### [Task requirements]
[1] List every abbreviation written in capital letters that appears in the prose of the thread on code navigation approaches, leaving out the link lines.
[2] Answer these questions from the thread on code navigation approaches:
(a) Which two languages are called especially finicky?
(b) What percentage of correctness did the IDE developer mention for code completions?
(c) What does the last reply call an absolute necessity at their scale?
[3] Carry on the thread on code navigation approaches from its last sentence.

### [Passage provided]
- - - -
As this article describes, doing this requires per-language integrations and also effectively being able to "run the build" for any given code (because e.g. the C++ header search path can vary on a per-source-file basis), which is untenable for a codebase as large and varied as GitHub's. However, if you can make it work, you get the benefit of having the compiler's understanding of the semantics of the code, which is especially finicky in complex languages like C++ or, say, Rust.
For example, if you look at this[1] method call it refers to a symbol generated by a chain of macros, but the browser is still able to point you at the definition of it.
It's an interesting tradeoff to make: the GitHub approach likely doesn't handle corner cases like the above but it makes up for it in broad applicability and performance. I recall an IDE developer once telling me they made a similar tradeoff in code completion, in that it's better DX to pop up completions quickly even if they're "only" 99% correct.
(To be clear, I absolutely think the approach taken in the article was the right one for the domain they're working in, I was just contrasting it against my experience in a similar problem where we took a very different approach.)
[1] https://source.chromium.org/chromium/chromium/src/+/main:v8/...
The build-based approach that you describe is also used by the Language Server Protocol (LSP) ecosystem. You've summarized the tradeoffs quite well! I've described a bit more about why we decided against a build-based/LSP approach here [4]. One of the biggest deciding factors is that at our scale, incremental processing is an absolute necessity, not a nice-to-have.
- - - -
### [Record extracts]
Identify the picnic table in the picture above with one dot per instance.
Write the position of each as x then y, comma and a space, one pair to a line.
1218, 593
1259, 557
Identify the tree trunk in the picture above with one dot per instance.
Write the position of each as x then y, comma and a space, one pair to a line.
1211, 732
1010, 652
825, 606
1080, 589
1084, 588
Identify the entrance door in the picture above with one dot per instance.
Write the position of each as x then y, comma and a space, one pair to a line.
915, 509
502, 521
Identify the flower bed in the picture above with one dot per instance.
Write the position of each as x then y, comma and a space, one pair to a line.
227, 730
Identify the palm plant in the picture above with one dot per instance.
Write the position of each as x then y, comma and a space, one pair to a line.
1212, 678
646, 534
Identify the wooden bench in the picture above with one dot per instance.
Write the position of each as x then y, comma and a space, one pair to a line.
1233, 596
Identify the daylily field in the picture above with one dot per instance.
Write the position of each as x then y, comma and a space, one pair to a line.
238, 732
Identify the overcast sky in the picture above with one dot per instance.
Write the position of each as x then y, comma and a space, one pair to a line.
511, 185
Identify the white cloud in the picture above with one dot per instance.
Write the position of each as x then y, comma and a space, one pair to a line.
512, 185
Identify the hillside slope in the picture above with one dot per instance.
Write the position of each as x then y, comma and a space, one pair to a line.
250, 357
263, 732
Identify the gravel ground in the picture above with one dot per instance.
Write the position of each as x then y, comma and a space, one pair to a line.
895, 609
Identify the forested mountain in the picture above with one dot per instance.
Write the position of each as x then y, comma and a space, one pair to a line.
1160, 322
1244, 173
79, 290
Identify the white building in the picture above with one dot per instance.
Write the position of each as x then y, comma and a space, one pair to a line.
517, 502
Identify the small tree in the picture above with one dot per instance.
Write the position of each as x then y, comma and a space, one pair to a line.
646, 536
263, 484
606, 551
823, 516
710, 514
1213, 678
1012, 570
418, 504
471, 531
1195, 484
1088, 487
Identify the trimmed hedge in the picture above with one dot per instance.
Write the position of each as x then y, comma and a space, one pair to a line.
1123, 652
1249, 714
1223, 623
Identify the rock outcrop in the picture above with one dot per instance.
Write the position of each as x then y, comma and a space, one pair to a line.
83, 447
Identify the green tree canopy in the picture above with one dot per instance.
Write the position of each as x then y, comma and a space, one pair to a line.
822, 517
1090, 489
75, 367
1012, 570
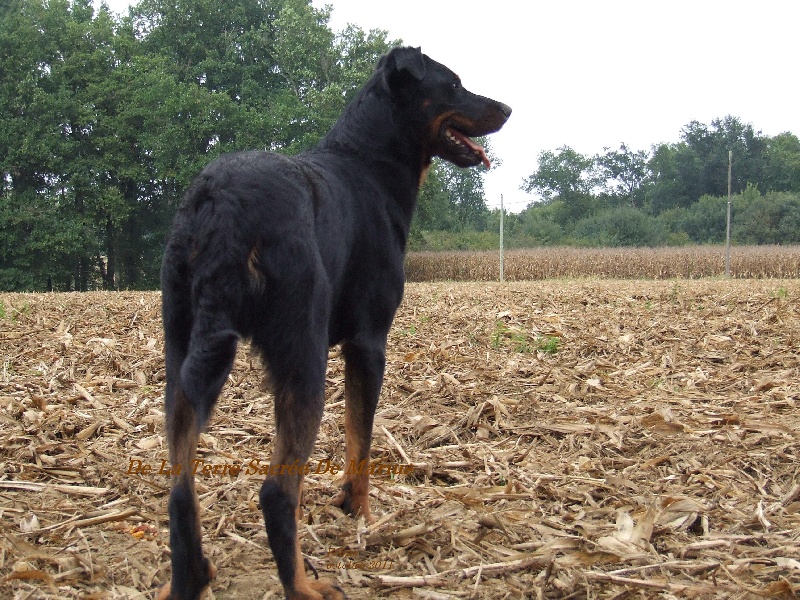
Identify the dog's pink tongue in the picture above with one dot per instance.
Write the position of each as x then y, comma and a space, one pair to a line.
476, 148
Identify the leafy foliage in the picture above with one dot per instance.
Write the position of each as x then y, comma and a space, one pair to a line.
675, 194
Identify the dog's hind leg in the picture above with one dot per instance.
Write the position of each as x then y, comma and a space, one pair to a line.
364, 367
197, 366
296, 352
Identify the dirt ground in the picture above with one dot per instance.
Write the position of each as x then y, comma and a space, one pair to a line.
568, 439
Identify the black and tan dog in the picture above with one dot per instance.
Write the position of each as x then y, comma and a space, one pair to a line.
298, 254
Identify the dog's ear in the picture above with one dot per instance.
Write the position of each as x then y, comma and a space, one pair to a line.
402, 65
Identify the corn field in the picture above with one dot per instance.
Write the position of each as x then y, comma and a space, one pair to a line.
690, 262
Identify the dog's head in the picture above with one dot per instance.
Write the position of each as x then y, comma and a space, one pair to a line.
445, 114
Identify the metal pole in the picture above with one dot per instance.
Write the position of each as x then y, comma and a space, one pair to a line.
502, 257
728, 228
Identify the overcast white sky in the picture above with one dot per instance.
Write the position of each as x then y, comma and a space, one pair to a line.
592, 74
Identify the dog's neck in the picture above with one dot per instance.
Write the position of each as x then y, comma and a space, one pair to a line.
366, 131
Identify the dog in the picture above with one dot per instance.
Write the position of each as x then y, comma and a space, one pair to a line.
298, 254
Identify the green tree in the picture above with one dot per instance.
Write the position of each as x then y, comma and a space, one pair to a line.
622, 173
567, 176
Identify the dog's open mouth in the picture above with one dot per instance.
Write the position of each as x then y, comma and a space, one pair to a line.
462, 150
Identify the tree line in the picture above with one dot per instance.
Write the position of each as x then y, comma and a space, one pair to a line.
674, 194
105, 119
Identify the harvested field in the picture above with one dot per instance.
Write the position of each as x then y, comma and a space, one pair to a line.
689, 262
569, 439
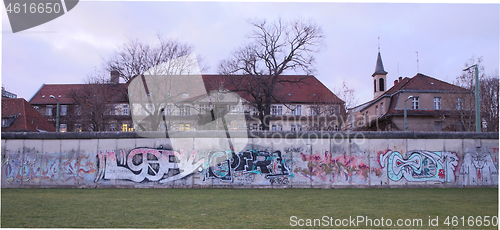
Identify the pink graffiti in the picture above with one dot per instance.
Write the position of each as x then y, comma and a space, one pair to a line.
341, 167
- - - -
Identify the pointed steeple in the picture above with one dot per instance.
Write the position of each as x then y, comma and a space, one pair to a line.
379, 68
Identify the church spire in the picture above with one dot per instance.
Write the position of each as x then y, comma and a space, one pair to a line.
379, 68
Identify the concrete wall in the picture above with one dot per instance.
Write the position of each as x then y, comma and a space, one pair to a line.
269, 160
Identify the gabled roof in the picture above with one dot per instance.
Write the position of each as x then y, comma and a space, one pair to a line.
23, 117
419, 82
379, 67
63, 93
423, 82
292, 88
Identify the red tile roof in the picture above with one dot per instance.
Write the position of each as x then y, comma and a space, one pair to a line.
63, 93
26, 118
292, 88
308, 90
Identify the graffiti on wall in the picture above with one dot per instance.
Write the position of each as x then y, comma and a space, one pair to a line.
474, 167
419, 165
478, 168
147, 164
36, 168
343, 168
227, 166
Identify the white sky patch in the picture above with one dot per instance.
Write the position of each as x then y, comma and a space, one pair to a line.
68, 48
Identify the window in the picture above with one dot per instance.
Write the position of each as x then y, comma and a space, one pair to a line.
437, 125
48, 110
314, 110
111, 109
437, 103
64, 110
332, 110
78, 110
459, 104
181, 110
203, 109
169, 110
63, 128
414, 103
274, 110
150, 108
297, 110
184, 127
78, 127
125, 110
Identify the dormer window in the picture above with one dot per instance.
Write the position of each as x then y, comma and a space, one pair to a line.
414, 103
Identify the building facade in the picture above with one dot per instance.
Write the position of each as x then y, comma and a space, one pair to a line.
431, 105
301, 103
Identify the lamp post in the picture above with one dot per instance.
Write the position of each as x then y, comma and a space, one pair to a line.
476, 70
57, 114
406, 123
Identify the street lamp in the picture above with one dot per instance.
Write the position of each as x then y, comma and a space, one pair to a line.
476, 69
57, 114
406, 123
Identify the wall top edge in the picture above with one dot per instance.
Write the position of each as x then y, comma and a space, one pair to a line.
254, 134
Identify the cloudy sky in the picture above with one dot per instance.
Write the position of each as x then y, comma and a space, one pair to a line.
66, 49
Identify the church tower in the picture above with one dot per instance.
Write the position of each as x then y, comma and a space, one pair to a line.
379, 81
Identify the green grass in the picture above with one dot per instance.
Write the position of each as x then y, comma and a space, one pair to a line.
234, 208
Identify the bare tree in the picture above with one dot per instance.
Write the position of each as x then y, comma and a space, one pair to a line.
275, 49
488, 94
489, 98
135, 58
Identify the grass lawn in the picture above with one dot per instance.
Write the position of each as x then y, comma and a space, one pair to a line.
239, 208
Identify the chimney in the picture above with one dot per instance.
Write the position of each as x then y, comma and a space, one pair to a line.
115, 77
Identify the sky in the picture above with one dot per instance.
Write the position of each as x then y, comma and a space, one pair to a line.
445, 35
- - - -
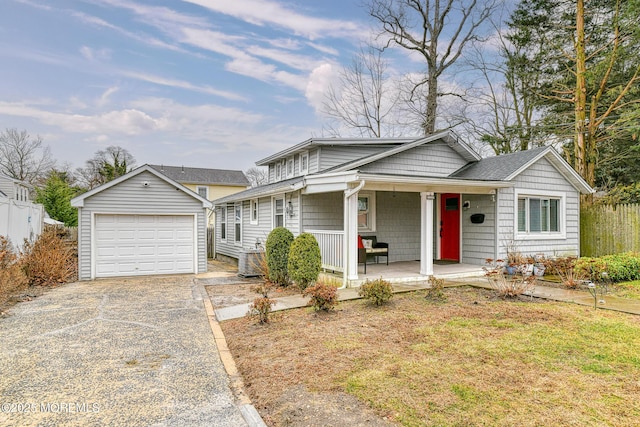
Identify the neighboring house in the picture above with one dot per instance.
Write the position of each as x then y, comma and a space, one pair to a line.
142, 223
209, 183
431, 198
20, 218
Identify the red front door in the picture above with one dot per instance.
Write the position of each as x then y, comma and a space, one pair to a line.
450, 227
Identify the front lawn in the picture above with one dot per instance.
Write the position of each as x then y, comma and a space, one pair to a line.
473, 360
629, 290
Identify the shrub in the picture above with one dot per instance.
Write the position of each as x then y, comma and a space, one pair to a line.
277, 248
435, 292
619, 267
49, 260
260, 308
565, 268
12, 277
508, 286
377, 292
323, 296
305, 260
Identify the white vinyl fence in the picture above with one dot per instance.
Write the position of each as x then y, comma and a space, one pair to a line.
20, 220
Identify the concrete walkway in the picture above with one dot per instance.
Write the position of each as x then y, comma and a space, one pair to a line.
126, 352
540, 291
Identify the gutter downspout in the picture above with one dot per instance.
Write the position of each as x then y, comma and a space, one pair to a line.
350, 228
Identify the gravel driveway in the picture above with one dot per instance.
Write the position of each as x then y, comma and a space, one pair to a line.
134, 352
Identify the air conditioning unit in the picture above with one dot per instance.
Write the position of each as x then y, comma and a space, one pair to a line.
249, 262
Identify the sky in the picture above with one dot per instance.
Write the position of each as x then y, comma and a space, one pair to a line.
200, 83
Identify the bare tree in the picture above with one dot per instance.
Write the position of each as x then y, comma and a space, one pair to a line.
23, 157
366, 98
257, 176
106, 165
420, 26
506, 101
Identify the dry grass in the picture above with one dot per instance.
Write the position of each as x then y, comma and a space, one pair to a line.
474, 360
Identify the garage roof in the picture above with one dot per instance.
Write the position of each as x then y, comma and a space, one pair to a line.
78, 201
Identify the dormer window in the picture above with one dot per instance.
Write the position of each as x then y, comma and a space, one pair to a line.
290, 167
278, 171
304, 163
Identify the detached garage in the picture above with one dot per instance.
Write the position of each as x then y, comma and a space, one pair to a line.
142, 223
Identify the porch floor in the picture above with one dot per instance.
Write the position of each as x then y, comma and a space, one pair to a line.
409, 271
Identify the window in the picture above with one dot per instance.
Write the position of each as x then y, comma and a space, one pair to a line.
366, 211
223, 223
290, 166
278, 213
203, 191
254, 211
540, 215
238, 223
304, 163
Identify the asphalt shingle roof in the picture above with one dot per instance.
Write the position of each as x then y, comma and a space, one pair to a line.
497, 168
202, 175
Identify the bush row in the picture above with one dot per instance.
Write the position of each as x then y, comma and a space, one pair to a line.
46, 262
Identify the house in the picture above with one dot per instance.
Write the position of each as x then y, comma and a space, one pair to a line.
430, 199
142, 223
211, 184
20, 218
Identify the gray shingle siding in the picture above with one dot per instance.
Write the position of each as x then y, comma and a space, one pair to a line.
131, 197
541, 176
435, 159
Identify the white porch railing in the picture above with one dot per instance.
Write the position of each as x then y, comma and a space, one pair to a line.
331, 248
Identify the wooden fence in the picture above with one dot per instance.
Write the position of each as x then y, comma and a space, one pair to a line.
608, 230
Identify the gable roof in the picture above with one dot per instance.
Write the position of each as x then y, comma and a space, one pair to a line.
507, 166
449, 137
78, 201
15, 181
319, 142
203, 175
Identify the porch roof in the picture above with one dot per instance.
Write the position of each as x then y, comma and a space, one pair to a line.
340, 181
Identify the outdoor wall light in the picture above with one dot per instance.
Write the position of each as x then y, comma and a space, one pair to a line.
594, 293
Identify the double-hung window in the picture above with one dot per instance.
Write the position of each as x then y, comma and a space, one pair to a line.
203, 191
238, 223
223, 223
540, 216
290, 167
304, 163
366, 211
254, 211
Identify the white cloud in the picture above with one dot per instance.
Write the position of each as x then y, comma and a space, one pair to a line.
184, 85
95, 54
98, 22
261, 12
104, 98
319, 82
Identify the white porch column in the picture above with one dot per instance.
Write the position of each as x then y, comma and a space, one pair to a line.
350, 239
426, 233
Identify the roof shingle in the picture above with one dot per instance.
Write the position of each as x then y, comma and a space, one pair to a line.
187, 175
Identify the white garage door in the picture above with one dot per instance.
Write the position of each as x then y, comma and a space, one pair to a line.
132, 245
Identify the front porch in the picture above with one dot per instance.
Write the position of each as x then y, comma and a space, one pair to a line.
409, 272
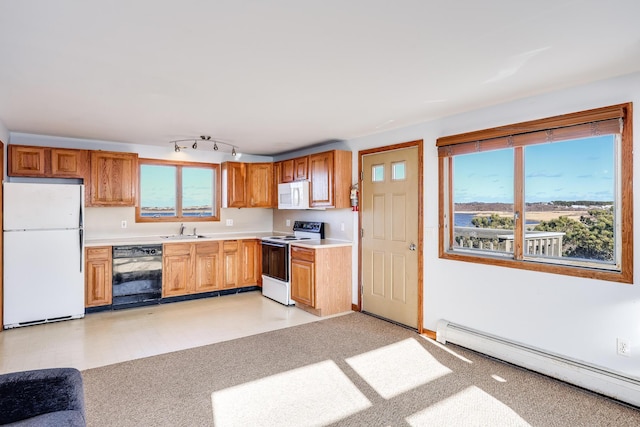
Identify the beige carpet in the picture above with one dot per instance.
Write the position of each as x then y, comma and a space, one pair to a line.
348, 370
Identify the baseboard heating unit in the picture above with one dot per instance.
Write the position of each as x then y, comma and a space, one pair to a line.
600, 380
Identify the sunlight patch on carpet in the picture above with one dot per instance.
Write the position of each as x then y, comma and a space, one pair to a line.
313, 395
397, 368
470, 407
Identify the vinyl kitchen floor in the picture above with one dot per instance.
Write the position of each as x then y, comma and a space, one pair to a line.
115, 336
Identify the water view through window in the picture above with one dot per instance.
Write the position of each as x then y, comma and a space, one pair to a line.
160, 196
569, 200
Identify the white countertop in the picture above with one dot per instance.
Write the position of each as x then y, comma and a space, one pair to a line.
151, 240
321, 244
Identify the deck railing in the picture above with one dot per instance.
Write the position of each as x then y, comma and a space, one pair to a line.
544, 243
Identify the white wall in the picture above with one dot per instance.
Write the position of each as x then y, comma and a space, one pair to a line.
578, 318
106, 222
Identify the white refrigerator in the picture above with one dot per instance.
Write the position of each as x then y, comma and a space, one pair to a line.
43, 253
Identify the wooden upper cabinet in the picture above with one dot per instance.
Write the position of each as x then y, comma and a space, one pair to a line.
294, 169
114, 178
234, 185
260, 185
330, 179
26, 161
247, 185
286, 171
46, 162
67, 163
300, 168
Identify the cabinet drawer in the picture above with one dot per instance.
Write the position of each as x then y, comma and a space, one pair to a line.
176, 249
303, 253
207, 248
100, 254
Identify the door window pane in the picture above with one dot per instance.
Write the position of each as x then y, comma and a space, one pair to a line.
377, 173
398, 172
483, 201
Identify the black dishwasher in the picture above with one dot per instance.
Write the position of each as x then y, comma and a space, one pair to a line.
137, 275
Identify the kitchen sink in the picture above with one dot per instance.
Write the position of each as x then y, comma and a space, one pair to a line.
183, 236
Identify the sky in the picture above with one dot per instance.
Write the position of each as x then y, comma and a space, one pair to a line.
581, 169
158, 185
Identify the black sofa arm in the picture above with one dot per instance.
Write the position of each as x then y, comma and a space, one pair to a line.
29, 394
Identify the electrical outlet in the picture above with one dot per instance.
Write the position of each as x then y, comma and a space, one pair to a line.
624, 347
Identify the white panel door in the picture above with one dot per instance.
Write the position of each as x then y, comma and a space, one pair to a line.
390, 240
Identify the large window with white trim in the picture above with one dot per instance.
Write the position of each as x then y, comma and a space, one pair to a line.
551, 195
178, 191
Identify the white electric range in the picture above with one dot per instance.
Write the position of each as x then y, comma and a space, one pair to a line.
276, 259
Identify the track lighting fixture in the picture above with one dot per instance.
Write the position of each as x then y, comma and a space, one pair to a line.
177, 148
- - - -
### [Expected responses]
[1] IDE, DX, LSP

[2]
(a) C++ and Rust
(b) 99%
(c) Incremental processing

[3]
[1] https://github.blog/2021-12-09-introducing-stack-graphs/
[2] https://dcreager.net/talks/2021-strange-loop/
I think they help, but ultimately I expect you need a compiler solve the absolute madness of the totality of C++. For example I think getting argument-dependent lookup right in the presence of 'auto' requires type information? And there are other categories of things (like header search paths) where I think you are forced to involve the build system too.
Sourcegraph decided early on to take the opposite approach, favoring precision and accuracy over supporting every public codebase. Part of the reason why is that we aren't a code host that hosts millions of open-source repositories, so we didn't feel the need to support all of those at once. Another big reason is we heard from our users and customers that code navigation accuracy was critical for exploring their private code and enabling them to stay in flow (inaccurate results would break the train of thought because you'd have to actively think about how to navigate to the referenced symbol). We actually built out a language-agnostic search-based code navigation, but increasingly user feedback has driven us to adopt a more precise model, based at first on our own protocol (https://srclib.org) and also the LSIF protocol open-sourced by Microsoft that now enables code navigation for many popular editor extensions.
This is not to say that GitHub's approach is wrong, but more to say that it's interesting how different goals and constraints have led to systems that are quite different despite tackling the same general problem. GitHub aiming to provide some level of navigation to every repository on GitHub, and Sourcegraph aiming to provide best-in-class navigation for private codebases and dependencies.
(Btw, hats off to the GitHub team for open-sourcing tree-sitter, a great library which we've incorporated into parts of our stack. We actually hosted the creator of tree-sitter, Max Brunsfeld, on our podcast awhile back and it was a really fun and insightful conversation if people are interested in hearing some of the backstory of tree-sitter: https://about.sourcegraph.com/podcast/max-brunsfeld.)
this means you’d have to setup a CI/CD to rebuild index each time you make changes to the code + host it on your own
what’s great in GitHub’s approach is they take that obligation away from customers
Are you taking about a self hosted or private repo? In that case, I am not familiar.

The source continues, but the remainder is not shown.